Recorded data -

════

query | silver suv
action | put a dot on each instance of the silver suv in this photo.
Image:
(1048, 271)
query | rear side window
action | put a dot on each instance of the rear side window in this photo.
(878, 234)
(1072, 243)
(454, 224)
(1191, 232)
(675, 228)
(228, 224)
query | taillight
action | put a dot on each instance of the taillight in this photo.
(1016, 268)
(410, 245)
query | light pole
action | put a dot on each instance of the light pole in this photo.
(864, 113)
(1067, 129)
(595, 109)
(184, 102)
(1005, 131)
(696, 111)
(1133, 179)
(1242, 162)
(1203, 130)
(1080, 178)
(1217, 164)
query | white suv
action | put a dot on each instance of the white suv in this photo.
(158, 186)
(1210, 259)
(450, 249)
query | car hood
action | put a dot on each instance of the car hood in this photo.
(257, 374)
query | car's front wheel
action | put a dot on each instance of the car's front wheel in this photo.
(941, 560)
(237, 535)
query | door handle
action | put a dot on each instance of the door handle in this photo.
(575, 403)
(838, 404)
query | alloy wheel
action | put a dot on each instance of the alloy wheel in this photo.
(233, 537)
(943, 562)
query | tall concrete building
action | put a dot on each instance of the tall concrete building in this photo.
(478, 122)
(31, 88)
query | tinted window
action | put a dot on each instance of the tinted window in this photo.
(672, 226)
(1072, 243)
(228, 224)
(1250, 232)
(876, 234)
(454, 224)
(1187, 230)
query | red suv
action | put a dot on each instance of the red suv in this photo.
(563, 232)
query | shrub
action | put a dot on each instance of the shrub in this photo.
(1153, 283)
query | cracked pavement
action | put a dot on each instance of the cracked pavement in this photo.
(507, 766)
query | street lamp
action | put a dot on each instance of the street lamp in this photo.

════

Short exercise -
Copy out the recorded data above again, line for line, without changing any of it.

Task solution -
query | silver suv
action | put a dot on each instance of the silver suv in this photo.
Image:
(1048, 271)
query | rear side window
action | put a dot on each instance of the rear side window in this photo.
(878, 234)
(1072, 243)
(454, 224)
(1191, 232)
(675, 228)
(228, 224)
query | taillight
action | put a dot on each instance of the taillight in this photo.
(1016, 268)
(410, 245)
query | light pole
action | put a dot on each instance of the light pole in this photo.
(864, 113)
(1067, 129)
(595, 109)
(184, 102)
(1005, 131)
(696, 111)
(1133, 179)
(1242, 162)
(1203, 130)
(1080, 178)
(1217, 164)
query | white suv
action | put a dot on each instance of the white suv in this photo.
(158, 186)
(1210, 259)
(450, 249)
query | car hood
action | put a dot on each instance of the car hood in this photo.
(257, 374)
query | car's front wheel
action | put a dot on each instance of the car's front wheel in this photo.
(941, 560)
(237, 535)
query | door handle
action | put a dot on each instance of the door handle in this photo.
(575, 403)
(838, 404)
query | alloy wheel
action | put a dot on each instance of the alloy wheel in this photo.
(233, 537)
(943, 562)
query | tall concrete building
action | put a dot on each instance of the tall concrete building in this photo.
(478, 122)
(31, 88)
query | tinted window
action | put a dot on each instance of the tinted window in this photo.
(672, 226)
(1072, 243)
(228, 224)
(1250, 232)
(876, 234)
(454, 224)
(1187, 230)
query | red suv
action | put a dot on each instance of the red suv in this photo.
(563, 232)
query | shrub
action | put a dot on each instance of the shrub in this photo.
(1153, 283)
query | cracked pavement
action | put a dot on each instance of the cracked pavement in this photo.
(507, 766)
query | street lamp
action | put a dot on each instance of the street lamp in this photo.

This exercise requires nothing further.